* **Your instructions**
Report every line in the listing below that contains the word "woman", copying each line in full.

Entries for labeling bounding boxes
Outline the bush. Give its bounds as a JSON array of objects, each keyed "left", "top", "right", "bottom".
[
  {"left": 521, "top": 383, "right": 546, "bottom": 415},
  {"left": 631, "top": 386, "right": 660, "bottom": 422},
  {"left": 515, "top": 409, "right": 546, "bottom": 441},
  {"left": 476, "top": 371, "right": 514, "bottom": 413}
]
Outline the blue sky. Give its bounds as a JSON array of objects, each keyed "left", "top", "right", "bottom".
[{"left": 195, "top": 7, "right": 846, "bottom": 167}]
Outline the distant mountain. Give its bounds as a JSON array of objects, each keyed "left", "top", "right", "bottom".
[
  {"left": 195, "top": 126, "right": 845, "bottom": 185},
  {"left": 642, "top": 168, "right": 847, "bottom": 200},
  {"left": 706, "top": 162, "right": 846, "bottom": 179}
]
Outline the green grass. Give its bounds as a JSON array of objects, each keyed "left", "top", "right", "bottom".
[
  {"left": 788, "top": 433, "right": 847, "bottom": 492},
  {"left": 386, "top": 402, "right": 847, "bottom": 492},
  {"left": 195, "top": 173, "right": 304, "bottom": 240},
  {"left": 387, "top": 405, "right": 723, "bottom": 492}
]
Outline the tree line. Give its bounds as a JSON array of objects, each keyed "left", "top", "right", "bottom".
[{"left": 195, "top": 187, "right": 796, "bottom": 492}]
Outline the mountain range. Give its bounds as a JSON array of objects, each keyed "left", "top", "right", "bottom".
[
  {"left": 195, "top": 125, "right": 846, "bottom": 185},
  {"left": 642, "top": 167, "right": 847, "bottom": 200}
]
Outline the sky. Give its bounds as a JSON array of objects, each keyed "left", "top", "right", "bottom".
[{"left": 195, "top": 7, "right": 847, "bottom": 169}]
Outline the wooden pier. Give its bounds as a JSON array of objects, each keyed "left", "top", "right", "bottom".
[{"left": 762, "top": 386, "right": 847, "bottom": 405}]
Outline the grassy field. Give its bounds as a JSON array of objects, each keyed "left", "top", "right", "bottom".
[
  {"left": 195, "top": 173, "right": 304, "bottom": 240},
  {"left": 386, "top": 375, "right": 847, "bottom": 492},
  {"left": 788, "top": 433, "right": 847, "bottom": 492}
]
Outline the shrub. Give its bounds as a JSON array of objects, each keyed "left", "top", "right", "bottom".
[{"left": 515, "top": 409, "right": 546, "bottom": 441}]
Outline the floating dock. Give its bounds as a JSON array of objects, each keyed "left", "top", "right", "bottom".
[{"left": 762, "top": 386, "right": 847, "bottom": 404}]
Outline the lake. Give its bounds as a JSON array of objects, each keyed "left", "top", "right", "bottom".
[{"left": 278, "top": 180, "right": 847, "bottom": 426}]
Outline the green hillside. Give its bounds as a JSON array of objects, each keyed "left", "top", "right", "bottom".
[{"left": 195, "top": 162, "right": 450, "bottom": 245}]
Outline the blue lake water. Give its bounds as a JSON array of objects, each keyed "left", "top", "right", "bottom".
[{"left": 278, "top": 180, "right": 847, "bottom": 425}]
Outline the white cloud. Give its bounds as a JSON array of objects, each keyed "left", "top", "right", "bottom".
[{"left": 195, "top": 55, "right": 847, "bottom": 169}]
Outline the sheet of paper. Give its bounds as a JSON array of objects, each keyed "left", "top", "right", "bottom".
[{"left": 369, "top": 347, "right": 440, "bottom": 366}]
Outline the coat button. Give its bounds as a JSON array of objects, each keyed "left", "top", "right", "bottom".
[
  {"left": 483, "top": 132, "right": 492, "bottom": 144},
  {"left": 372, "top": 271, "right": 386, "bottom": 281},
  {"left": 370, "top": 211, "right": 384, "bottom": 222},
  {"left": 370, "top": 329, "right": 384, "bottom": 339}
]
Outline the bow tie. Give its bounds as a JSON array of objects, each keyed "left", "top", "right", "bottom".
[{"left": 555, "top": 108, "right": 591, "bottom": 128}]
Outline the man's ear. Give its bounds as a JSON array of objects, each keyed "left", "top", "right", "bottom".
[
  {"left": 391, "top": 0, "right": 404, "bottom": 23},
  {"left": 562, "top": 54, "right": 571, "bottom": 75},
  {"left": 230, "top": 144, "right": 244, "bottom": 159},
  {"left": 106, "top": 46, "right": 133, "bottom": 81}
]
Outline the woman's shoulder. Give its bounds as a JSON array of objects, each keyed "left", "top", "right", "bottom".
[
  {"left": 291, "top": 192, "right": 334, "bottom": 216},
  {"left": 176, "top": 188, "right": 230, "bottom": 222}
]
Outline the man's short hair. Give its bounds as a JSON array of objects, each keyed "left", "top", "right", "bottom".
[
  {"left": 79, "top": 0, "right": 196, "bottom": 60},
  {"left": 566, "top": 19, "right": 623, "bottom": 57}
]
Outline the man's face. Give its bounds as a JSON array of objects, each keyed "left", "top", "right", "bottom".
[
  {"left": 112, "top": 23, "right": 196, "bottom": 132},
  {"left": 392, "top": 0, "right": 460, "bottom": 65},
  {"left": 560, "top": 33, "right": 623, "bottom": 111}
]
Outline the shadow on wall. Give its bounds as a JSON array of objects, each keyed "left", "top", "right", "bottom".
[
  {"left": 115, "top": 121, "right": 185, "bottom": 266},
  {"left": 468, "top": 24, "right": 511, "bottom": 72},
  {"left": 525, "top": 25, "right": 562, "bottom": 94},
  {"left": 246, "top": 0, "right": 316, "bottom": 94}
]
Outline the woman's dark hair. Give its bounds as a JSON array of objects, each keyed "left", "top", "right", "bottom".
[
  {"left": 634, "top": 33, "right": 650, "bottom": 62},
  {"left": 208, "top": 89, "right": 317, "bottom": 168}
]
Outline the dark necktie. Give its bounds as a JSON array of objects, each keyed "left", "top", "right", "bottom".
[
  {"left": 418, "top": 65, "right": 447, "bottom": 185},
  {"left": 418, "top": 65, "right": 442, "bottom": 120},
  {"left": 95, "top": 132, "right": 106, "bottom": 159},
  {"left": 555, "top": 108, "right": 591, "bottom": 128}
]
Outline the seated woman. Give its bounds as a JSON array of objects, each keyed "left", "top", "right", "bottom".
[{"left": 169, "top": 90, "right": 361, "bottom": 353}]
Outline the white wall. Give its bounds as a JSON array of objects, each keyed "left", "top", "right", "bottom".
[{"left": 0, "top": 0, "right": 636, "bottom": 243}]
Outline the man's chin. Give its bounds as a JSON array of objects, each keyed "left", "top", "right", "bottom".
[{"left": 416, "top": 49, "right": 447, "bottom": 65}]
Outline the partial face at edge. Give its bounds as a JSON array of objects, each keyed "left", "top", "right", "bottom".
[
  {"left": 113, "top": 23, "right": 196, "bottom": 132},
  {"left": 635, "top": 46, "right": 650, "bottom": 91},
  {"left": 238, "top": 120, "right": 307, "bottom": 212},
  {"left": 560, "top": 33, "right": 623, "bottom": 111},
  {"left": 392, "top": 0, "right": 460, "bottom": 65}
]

* **Solution for this exercise**
Outline the woman's shoulder. Give its bounds as a JSON array of objects, each keyed "left", "top", "right", "bottom".
Outline the woman's dark hair. Give its bounds as a JSON array of objects, each keyed "left", "top", "right", "bottom".
Outline the seated woman. Give its bounds as a JSON array of objects, each keyed "left", "top", "right", "bottom".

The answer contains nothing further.